**REQUIREMENT:**
Each entry that appears below should be restated exactly as it is.

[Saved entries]
* * *

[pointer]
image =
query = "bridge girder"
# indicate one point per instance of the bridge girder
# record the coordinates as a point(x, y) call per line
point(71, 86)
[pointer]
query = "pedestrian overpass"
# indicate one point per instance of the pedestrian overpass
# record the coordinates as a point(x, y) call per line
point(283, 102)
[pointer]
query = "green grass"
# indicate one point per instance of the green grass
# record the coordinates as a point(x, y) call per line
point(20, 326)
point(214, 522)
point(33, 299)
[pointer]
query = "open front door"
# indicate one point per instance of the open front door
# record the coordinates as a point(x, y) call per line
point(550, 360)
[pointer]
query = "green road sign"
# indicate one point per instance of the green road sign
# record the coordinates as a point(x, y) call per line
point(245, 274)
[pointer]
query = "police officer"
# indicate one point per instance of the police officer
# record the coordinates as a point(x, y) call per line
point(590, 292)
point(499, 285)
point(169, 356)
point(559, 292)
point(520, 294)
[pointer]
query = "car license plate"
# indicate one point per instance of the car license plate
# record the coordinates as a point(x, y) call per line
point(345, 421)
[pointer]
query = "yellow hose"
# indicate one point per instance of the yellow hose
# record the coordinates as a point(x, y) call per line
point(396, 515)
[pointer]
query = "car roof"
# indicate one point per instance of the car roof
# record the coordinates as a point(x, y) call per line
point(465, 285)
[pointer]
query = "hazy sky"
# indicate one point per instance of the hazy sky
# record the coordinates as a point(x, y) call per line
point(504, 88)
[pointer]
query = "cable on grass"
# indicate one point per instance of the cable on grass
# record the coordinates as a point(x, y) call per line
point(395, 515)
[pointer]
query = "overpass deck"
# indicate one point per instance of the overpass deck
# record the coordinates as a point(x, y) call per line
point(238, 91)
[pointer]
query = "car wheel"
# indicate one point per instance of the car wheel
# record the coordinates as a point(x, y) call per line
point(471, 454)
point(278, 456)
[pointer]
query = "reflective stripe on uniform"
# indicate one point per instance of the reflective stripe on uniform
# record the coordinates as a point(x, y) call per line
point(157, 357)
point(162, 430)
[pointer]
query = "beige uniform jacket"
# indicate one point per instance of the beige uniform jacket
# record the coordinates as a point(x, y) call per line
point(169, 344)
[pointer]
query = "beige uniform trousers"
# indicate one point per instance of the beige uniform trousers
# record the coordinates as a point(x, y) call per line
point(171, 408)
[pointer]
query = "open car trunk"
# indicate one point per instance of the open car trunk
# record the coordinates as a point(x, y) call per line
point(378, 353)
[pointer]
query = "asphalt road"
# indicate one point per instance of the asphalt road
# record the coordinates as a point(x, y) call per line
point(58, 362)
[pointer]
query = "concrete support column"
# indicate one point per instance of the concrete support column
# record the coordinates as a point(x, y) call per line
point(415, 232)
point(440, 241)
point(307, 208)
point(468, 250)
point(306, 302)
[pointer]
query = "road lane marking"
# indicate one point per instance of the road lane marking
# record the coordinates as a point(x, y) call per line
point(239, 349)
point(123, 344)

* * *

**ANSWER TO THE EXERCISE:**
[pointer]
image =
query = "bridge girder"
# indicate one point per instance of the bridge girder
# record the coordinates as a point(x, y) call per line
point(71, 86)
[pointer]
query = "pedestrian overpass"
# indicate one point per instance of the pedestrian overpass
# record the coordinates as a point(x, y) call per line
point(283, 102)
[pointer]
query = "green grass"
# indicate one point per instance of the green grass
# record the coordinates as a point(x, y) call per line
point(20, 326)
point(214, 522)
point(33, 299)
[pointer]
query = "open front door"
# indicate one point per instance of the open front door
# record the coordinates as a point(x, y) call per line
point(550, 360)
[pointer]
query = "green road sign"
# indicate one point per instance of the green road sign
# record the coordinates as a point(x, y) call per line
point(245, 274)
[pointer]
query = "police officer"
# indicate one point per instance of the police officer
# record the coordinates as a point(x, y) call per line
point(590, 292)
point(499, 285)
point(169, 356)
point(559, 292)
point(520, 294)
[pointer]
query = "car license plate"
# indicate one point per instance of the car license plate
# record the coordinates as a point(x, y) call per line
point(345, 421)
[pointer]
query = "yellow hose"
# indicate one point per instance of the yellow hose
# record the coordinates as a point(x, y) call per line
point(396, 515)
[pointer]
query = "car roof"
# indicate one point per instance of the car roof
# record the coordinates as a point(x, y) call per line
point(465, 285)
[pointer]
query = "hazy sky"
# indicate one point per instance of the hazy sky
# record the coordinates as a point(x, y) call per line
point(504, 88)
[pointer]
query = "cable on grass"
# indicate one point per instance of the cable on grass
# record the coordinates as a point(x, y) call per line
point(395, 515)
[pointer]
query = "overpass deck"
# indicate one point per instance of the overpass deck
# record the coordinates as a point(x, y) call per line
point(238, 91)
[pointer]
query = "car wheel"
# indicate one point per instance of the car wheel
# record the coordinates as a point(x, y) call per line
point(471, 454)
point(278, 456)
[pointer]
query = "reflective stripe on uniform"
# indicate one point per instance of the reflective stripe on uniform
# record the coordinates as a point(x, y) call per line
point(157, 357)
point(162, 430)
[pointer]
query = "beige uniform jacket"
# indicate one point per instance of the beige uniform jacket
# record the coordinates as a point(x, y) call per line
point(169, 344)
[pointer]
query = "beige uniform trousers"
# indicate one point per instance of the beige uniform trousers
# record the coordinates as a point(x, y) call per line
point(171, 408)
[pointer]
query = "open car trunk"
# indicate one point per instance of the open car trunk
# record the coordinates as a point(x, y) call per line
point(378, 353)
[pointer]
query = "asphalt road"
# indicate one point per instance of the asphalt road
# record the coordinates as a point(x, y) call per line
point(58, 362)
[pointer]
query = "concrete support column"
# indicate one point per instance of the concrete support column
# record the coordinates as a point(x, y) call per line
point(415, 232)
point(440, 241)
point(307, 208)
point(468, 250)
point(306, 302)
[pointer]
query = "road lane marking"
# indicate one point per instance of the road lane marking
# record the coordinates as a point(x, y) call per line
point(239, 349)
point(123, 344)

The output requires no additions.